New biosensors could help diabetes patients forgo the constant finger pricking or expensive continuous monitoring systems to monitor their glucose levels.
Researchers from Washington State University have created a 3D-printed glucose biosensor that could be used in wearable monitors, leading to customizable glucose monitors for individual diabetes patient’s biology.
“3D printing can enable manufacturing of biosensors tailored specifically to individual patients,” Arda Gozen, a professor in the School of Mechanical and Materials Engineering at Washington State, said in a statement.
The team had been working to develop new wearable, flexible electronics that conform to patients’ skin and monitor the glucose levels in bodily fluids like sweat. In the past, manufacturers have developed these sensors using traditional strategies like photolithography or screen-printing.
However, these methods often require the use of harmful chemicals and costly cleanroom processing, while also producing a significant amount of waste.
The researchers utilized a 3D printing process called direct-ink-writing to produce a glucose monitor with much better stability and sensitivity than those developed using traditional manufacturing methods.
In direct-ink-writing, the researchers print inks out of 3D printing nozzles to create intricate and precise designs at extremely small scales. This enabled the team to print out a nanoscale material that is electrically conductive that can be used to develop flexible electrodes.
The new technique allows the Washington State research team to precisely apply the material in a uniform surface with few defects, which in part increases the sensor’s sensitivity.

◆ Provided data:
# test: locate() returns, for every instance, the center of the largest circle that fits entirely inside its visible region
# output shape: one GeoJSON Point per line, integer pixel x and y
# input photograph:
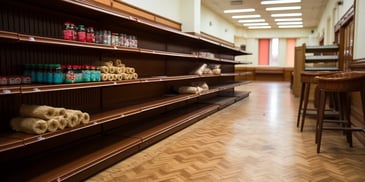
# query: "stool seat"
{"type": "Point", "coordinates": [307, 78]}
{"type": "Point", "coordinates": [342, 84]}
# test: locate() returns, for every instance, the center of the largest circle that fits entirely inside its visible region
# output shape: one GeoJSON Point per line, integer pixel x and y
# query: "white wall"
{"type": "Point", "coordinates": [215, 25]}
{"type": "Point", "coordinates": [165, 8]}
{"type": "Point", "coordinates": [359, 35]}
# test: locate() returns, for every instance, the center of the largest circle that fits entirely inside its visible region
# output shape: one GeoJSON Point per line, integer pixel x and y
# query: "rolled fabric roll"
{"type": "Point", "coordinates": [120, 77]}
{"type": "Point", "coordinates": [53, 124]}
{"type": "Point", "coordinates": [85, 118]}
{"type": "Point", "coordinates": [60, 111]}
{"type": "Point", "coordinates": [29, 125]}
{"type": "Point", "coordinates": [110, 77]}
{"type": "Point", "coordinates": [104, 69]}
{"type": "Point", "coordinates": [188, 90]}
{"type": "Point", "coordinates": [118, 70]}
{"type": "Point", "coordinates": [62, 122]}
{"type": "Point", "coordinates": [200, 70]}
{"type": "Point", "coordinates": [117, 62]}
{"type": "Point", "coordinates": [37, 111]}
{"type": "Point", "coordinates": [72, 119]}
{"type": "Point", "coordinates": [104, 77]}
{"type": "Point", "coordinates": [134, 76]}
{"type": "Point", "coordinates": [112, 69]}
{"type": "Point", "coordinates": [216, 71]}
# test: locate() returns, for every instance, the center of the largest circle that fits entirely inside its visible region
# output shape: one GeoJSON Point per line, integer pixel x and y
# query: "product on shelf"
{"type": "Point", "coordinates": [38, 119]}
{"type": "Point", "coordinates": [37, 111]}
{"type": "Point", "coordinates": [29, 125]}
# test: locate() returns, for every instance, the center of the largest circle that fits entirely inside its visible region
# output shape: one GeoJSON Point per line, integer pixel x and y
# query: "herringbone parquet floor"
{"type": "Point", "coordinates": [255, 139]}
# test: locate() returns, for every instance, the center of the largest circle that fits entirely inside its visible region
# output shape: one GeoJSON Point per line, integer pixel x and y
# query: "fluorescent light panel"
{"type": "Point", "coordinates": [286, 15]}
{"type": "Point", "coordinates": [259, 27]}
{"type": "Point", "coordinates": [255, 24]}
{"type": "Point", "coordinates": [289, 23]}
{"type": "Point", "coordinates": [251, 20]}
{"type": "Point", "coordinates": [280, 1]}
{"type": "Point", "coordinates": [283, 8]}
{"type": "Point", "coordinates": [290, 26]}
{"type": "Point", "coordinates": [288, 19]}
{"type": "Point", "coordinates": [246, 16]}
{"type": "Point", "coordinates": [239, 10]}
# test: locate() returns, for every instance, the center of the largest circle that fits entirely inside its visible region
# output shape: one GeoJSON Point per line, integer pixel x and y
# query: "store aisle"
{"type": "Point", "coordinates": [255, 139]}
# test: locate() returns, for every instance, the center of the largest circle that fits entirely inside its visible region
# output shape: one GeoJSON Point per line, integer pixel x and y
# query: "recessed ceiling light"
{"type": "Point", "coordinates": [280, 1]}
{"type": "Point", "coordinates": [246, 16]}
{"type": "Point", "coordinates": [283, 8]}
{"type": "Point", "coordinates": [251, 20]}
{"type": "Point", "coordinates": [239, 10]}
{"type": "Point", "coordinates": [289, 23]}
{"type": "Point", "coordinates": [286, 14]}
{"type": "Point", "coordinates": [290, 26]}
{"type": "Point", "coordinates": [259, 27]}
{"type": "Point", "coordinates": [255, 24]}
{"type": "Point", "coordinates": [288, 19]}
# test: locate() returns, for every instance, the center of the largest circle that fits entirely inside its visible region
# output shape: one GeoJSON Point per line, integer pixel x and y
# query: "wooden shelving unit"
{"type": "Point", "coordinates": [126, 116]}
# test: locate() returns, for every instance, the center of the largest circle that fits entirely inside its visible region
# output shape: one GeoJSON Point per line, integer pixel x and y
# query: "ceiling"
{"type": "Point", "coordinates": [311, 10]}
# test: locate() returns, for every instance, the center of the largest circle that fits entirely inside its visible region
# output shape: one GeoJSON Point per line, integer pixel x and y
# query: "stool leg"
{"type": "Point", "coordinates": [300, 103]}
{"type": "Point", "coordinates": [320, 113]}
{"type": "Point", "coordinates": [306, 96]}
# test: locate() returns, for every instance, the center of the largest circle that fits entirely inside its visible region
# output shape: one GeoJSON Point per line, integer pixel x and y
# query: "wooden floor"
{"type": "Point", "coordinates": [255, 139]}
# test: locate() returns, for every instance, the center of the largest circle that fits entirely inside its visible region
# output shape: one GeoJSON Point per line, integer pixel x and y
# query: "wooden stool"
{"type": "Point", "coordinates": [341, 84]}
{"type": "Point", "coordinates": [307, 78]}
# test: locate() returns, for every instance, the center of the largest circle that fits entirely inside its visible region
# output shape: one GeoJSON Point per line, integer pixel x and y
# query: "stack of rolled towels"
{"type": "Point", "coordinates": [193, 88]}
{"type": "Point", "coordinates": [116, 71]}
{"type": "Point", "coordinates": [204, 69]}
{"type": "Point", "coordinates": [39, 119]}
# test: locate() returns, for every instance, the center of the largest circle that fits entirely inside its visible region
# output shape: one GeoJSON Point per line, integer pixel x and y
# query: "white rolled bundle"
{"type": "Point", "coordinates": [104, 69]}
{"type": "Point", "coordinates": [62, 121]}
{"type": "Point", "coordinates": [53, 124]}
{"type": "Point", "coordinates": [85, 118]}
{"type": "Point", "coordinates": [118, 62]}
{"type": "Point", "coordinates": [119, 77]}
{"type": "Point", "coordinates": [29, 125]}
{"type": "Point", "coordinates": [200, 70]}
{"type": "Point", "coordinates": [60, 111]}
{"type": "Point", "coordinates": [104, 77]}
{"type": "Point", "coordinates": [216, 71]}
{"type": "Point", "coordinates": [110, 77]}
{"type": "Point", "coordinates": [112, 69]}
{"type": "Point", "coordinates": [119, 70]}
{"type": "Point", "coordinates": [37, 111]}
{"type": "Point", "coordinates": [134, 76]}
{"type": "Point", "coordinates": [130, 70]}
{"type": "Point", "coordinates": [72, 119]}
{"type": "Point", "coordinates": [189, 90]}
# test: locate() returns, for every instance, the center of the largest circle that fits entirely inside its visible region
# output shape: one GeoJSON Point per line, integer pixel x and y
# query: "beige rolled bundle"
{"type": "Point", "coordinates": [119, 70]}
{"type": "Point", "coordinates": [104, 69]}
{"type": "Point", "coordinates": [118, 62]}
{"type": "Point", "coordinates": [29, 125]}
{"type": "Point", "coordinates": [119, 77]}
{"type": "Point", "coordinates": [85, 119]}
{"type": "Point", "coordinates": [110, 77]}
{"type": "Point", "coordinates": [62, 121]}
{"type": "Point", "coordinates": [134, 76]}
{"type": "Point", "coordinates": [53, 124]}
{"type": "Point", "coordinates": [60, 111]}
{"type": "Point", "coordinates": [112, 69]}
{"type": "Point", "coordinates": [216, 71]}
{"type": "Point", "coordinates": [129, 70]}
{"type": "Point", "coordinates": [72, 119]}
{"type": "Point", "coordinates": [104, 77]}
{"type": "Point", "coordinates": [200, 70]}
{"type": "Point", "coordinates": [37, 111]}
{"type": "Point", "coordinates": [189, 90]}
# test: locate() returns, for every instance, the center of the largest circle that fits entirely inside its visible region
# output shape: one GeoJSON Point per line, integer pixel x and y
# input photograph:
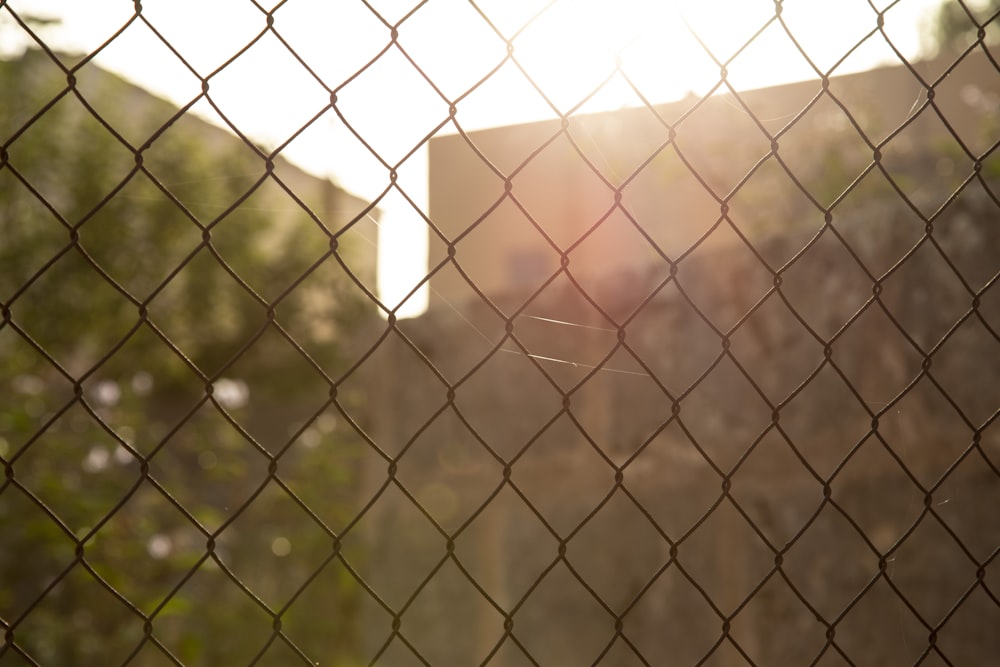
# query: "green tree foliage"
{"type": "Point", "coordinates": [164, 402]}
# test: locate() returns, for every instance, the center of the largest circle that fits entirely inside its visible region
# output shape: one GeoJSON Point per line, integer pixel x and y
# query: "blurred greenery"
{"type": "Point", "coordinates": [146, 395]}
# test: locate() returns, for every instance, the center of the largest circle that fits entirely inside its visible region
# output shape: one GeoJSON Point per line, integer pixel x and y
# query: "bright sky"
{"type": "Point", "coordinates": [568, 50]}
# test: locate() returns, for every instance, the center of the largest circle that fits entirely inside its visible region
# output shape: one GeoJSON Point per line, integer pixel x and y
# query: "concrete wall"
{"type": "Point", "coordinates": [676, 167]}
{"type": "Point", "coordinates": [718, 477]}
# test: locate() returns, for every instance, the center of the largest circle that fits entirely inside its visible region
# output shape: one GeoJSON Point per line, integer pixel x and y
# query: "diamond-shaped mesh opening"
{"type": "Point", "coordinates": [706, 382]}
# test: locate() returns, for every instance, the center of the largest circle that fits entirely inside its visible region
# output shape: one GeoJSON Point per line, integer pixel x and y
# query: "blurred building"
{"type": "Point", "coordinates": [133, 116]}
{"type": "Point", "coordinates": [768, 160]}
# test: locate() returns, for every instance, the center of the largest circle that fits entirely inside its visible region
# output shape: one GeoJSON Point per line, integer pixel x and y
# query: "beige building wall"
{"type": "Point", "coordinates": [495, 193]}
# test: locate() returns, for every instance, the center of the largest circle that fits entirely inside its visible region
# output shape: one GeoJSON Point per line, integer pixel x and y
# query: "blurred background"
{"type": "Point", "coordinates": [499, 333]}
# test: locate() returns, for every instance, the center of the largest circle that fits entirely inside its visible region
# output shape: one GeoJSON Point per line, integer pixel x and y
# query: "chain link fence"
{"type": "Point", "coordinates": [711, 382]}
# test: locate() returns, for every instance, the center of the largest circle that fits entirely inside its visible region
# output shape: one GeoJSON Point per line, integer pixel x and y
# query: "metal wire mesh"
{"type": "Point", "coordinates": [770, 440]}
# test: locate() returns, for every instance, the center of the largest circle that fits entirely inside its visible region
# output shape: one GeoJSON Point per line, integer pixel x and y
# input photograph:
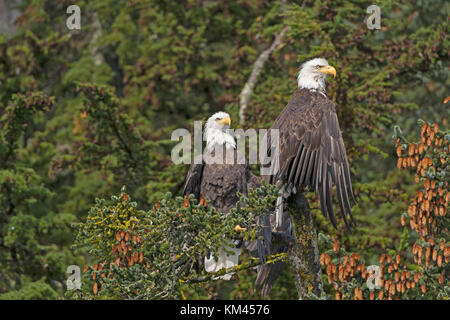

◆ Exercise requirements:
a. Could you write out the part of the glucose biosensor article that begins at the words "The team had" and stops after "amount of waste."?
b. How might the article on 3D-printed glucose biosensors go on? Write what comes next, picking up after its final sentence.

◆ Results:
a.
The team had been working to develop new wearable, flexible electronics that conform to patients’ skin and monitor the glucose levels in bodily fluids like sweat. In the past, manufacturers have developed these sensors using traditional strategies like photolithography or screen-printing.
However, these methods often require the use of harmful chemicals and costly cleanroom processing, while also producing a significant amount of waste.

b.
In testing, the researchers found that the 3D-printed sensors performed better at detecting glucose signals than the traditionally produced electrodes. The new process also produces far less waste than traditional methods because 3D printers only use the amount of material needed.
“This can potentially bring down the cost,” Gozen said.
Manufacturers will need to integrate the printed biosensors with electronic components on a wearable platform for large-scale use. However, to consolidate manufacturing processes and further reduce costs, manufacturers could use the same 3D printer nozzles used to print the sensors to print the electronics and other components for wearable medical devices.
“Our 3D printed glucose sensor will be used as wearable sensor for replacing painful finger pricking,” Yuehe Lin, also from the School of Mechanical and Materials Engineering, said in a statement. “Since this is a noninvasive, needleless technique for glucose monitoring, it will be easier for children’s glucose monitoring.”
The researchers now hope to integrate the sensors into a packaged system that can be used as a wearable device for long-term glucose monitoring.
The study was published in Analytica Chimica Acta.